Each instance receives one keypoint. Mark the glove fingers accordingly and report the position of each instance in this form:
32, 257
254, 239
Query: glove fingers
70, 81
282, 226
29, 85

EXERCISE PROMPT: Please copy out the lines above word for word.

SOLUTION TO THIS TASK:
Each instance receives one keypoint. Mark the glove fingers accordingly and report the position of each instance in this form:
32, 257
254, 239
Query: glove fingers
70, 81
282, 226
29, 85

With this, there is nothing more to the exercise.